Mardan Sports Complex  is located in Mardan in Khyber Pakhtunkhwa province of Pakistan. The complex has facilities for all major sports such as Cricket, Football, Hockey, Swimming Pool, Basketball, Volleyball, Squash Court, Indoor Female Gymnasium, Climbing Wall and Open Air Gym.

History and development 
Mardan Sports Complex is a multiple purpose sports complex located in Sheikh Maltoon Town Mardan. It was constructed in 2006 by Mardan district government with the help of Government of Pakistan.This sports complex was built on the cost of Rs. 33.4 Crore. Initially, facilities for cricket, football, basketball and volleyball were made available. The swimming pool facility was then built in 2011 at the cost of Rs.50 million while in 2016, the PTI led government of Khyber Pakhtunkhwa constructed an international standard hockey turf at the sports complex at the cost Rs.67.69 million.

^^^^^^^^^^^^^^^^

• REQUIREMENT A:
Translate this sentence from the Mardan Sports Complex passage into Spanish: "Initially, facilities for cricket, football, basketball and volleyball were made available."

• TASK MATERIAL:
^^^^^^^^^^^^^^^^

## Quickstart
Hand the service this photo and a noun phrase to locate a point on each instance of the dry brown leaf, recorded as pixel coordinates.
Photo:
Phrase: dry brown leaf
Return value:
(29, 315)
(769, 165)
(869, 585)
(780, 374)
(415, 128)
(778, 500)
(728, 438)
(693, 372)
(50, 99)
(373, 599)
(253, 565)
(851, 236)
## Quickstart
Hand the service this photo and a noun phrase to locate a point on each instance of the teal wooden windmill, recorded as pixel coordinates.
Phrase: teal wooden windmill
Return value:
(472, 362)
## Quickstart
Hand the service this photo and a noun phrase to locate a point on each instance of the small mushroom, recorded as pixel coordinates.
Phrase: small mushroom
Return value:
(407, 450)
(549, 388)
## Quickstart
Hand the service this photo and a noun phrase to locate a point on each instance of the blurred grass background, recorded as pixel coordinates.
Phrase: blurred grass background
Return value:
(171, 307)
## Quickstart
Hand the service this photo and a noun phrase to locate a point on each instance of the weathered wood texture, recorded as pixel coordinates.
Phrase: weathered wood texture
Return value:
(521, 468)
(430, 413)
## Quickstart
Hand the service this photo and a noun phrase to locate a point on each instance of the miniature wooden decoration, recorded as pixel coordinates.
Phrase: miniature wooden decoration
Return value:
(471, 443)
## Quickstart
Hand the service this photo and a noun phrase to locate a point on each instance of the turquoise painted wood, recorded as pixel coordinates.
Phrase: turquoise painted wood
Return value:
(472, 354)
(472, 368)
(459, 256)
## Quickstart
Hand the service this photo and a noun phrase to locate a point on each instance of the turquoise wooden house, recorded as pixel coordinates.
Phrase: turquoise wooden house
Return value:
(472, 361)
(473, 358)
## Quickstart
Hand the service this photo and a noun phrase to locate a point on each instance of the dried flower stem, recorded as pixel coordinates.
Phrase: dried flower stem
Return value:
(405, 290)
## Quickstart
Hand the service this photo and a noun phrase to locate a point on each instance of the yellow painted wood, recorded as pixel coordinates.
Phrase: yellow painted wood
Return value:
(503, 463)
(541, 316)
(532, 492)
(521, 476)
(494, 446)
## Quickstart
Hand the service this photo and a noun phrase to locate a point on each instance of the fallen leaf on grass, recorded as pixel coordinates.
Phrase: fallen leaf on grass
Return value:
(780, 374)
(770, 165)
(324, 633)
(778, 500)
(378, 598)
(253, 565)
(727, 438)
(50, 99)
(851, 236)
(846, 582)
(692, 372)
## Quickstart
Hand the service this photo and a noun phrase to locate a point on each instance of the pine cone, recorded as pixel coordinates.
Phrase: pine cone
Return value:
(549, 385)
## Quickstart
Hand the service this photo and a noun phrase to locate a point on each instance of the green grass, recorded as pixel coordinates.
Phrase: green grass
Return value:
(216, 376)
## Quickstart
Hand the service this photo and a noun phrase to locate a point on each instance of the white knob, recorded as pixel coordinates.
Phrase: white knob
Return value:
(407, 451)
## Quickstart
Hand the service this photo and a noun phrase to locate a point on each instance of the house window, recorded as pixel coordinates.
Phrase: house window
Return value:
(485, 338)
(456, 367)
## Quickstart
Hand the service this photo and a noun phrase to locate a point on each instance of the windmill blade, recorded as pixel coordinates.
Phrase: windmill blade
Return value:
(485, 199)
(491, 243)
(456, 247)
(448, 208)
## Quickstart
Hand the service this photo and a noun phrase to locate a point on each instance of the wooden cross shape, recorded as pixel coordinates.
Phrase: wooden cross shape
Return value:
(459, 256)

^^^^^^^^^^^^^^^^

• REQUIREMENT B:
Locate every line in the rows above that contains the word "painted" and copy each of those lines.

• EXERCISE RESULT A:
Inicialmente, se habilitaron instalaciones para críquet, fútbol, baloncesto y voleibol.

• EXERCISE RESULT B:
Hand the service this photo and a noun phrase to locate a point on each instance of the turquoise painted wood, recorded as pixel coordinates.
Phrase: turquoise painted wood
Hand the service this photo and a noun phrase to locate a point on each instance of the yellow painted wood, recorded as pixel coordinates.
Phrase: yellow painted wood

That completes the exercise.